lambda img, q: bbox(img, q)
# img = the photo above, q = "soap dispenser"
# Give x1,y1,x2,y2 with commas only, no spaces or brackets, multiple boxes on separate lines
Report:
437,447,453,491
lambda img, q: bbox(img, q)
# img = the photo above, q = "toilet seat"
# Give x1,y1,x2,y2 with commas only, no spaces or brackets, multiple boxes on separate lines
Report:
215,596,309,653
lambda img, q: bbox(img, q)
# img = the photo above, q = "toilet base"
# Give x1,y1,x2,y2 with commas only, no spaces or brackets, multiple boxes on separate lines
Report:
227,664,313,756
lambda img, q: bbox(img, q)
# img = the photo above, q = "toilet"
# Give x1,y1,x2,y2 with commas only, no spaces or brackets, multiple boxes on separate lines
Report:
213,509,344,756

____________

→ PROBLEM: Lines in the listing above that contain the word "photo" must be copied; leave out the rest.

→ SOLUTION:
# img = the photo above, q = "soap dispenser"
# img = the photo above, q = "toilet seat"
# img = the photo above, q = "toilet base"
# img = the photo above, q = "toilet"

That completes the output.